Saturday, July 11, 2015

36: When We're Ready, Life Comes Calling


36 

When We're Ready, Life Comes Calling 

“All destiny leads down the same path—growth, love and service.” 

THE WHEEL OF LIFE
A Memoir of Living and Dying
Elisabeth Kubler-Ross

I picked up a LIFE magazine the other day when Penny and I were shopping in Orillia where we had gone for an afternoon drive and Chinese dinner, a special edition featuring THE ENDURING POWER OF TO KILL A MOCKINGBIRD celebrating “The Book’s Lasting Influence, The Making of the Classic Film, Inside the World of Harper Lee, And Now the Sequel,” and I couldn’t wait to read it because Gregory Peck, who played the lawyer Atticus Finch in the movie adaptation of Harper Lee’s novel To Kill a Mockingbird, just happens to be my favorite actor who also starred in my favorite movie, The Man in the Grey Flannel Suit—the story of an ordinary man who’s decency shone no less brightly if not more than it did in the small town southern lawyer Atticus Finch who was named by The American Film Institute the greatest film hero of all time; but I got a gentle surprise when I read the magazine a day or so later because I was blessed with another one of those meaningful coincidences that confirmed my conviction that when we’re ready life calls us to our destiny, as it called Gregory Peck to his acting career; and that’s the subject of today’s spiritual musing… 

Not everyone is called to their destiny, but not because we don’t have a destiny to be called to; we all do, but in the making. This is a difficult concept to articulate, and it took me years to work it out; but without going into detail (which I do in some of my books like The Lion that Swallowed Hemingway and The Pearl of Great Price), suffice to say that we have two destinies—one karmic and one spiritual; and when we have evolved enough in our karmic destiny, which we determine by the choices we make from one lifetime to the next, we will be called to our predetermined spiritual destiny which in her memoir Dr. Elisabeth Kubler-Ross insightfully spelled out to be “the path of love, growth and service.”
Gregory Peck was a pre-medical student at Berkeley University, California. One day a man came up to him and said: “I’m the director of the Little Theater, and I need a tall actor; and I’ve seen you on the campus and I wondered if you’d come and have a try.”
This director, Edwin Duerr, whom Gregory Peck did not know, was life’s messenger calling him to his personal destiny of service to life through acting; and, unconscious of his own destiny, Peck explained his serendipitous calling in words that make one smile: “And I don’t know why I did; I just said, well, why not?” And the rest is history.
Contrary to what so many people think, especially in this day and age with so much confusion and strife in the world, life is not a tale told by an idiot full of sound and fury signifying nothing; it has a logic that we cannot see until we are called to our own destiny, because as we live our destiny we quicken the new potential which is ours to claim as Gregory Peck came to realize late in his life. “If I’d said no (to the director), or I don’t see the point of it; my life would be entirely different.” But acting fulfilled him so completely that he touched the lives of so many people it’s impossible to compute the goodness of his service to the world in the many roles that he played. “Somewhere in that man is the best of all of us,” said one person, which for me he exemplified in Tom Rath in The Man in the Grey Flannel Suit.

Referring-expression pointing data:
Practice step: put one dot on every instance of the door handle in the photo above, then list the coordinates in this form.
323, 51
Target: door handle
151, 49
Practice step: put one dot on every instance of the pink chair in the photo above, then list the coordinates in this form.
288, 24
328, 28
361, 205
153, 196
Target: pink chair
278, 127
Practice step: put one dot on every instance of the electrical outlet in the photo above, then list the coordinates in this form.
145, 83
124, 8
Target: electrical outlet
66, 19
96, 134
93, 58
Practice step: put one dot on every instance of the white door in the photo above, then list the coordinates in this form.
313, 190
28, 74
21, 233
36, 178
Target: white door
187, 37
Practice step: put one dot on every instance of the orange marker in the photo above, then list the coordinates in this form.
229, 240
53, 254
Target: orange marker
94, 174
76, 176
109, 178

...

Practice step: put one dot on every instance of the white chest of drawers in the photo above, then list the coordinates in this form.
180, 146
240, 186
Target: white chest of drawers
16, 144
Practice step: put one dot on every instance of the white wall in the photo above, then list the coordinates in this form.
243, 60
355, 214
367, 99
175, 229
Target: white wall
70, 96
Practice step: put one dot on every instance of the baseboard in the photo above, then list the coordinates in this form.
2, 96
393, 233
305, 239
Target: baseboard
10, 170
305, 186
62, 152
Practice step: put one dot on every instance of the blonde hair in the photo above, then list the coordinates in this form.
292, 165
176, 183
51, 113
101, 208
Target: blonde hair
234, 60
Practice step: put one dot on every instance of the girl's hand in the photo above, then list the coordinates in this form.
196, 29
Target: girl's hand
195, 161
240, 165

_PROMPT 1_
Extract the passage of the essay on destiny from "This director, Edwin" to "rest is history.".
_PROMPT 2_
In the essay on destiny, what was Gregory Peck studying at Berkeley when the director approached him?
Rely only on the essay itself, not on the data.

_EXPECTED OUTPUT 1_
This director, Edwin Duerr, whom Gregory Peck did not know, was life’s messenger calling him to his personal destiny of service to life through acting; and, unconscious of his own destiny, Peck explained his serendipitous calling in words that make one smile: “And I don’t know why I did; I just said, well, why not?” And the rest is history.

_EXPECTED OUTPUT 2_
He was a pre-medical student.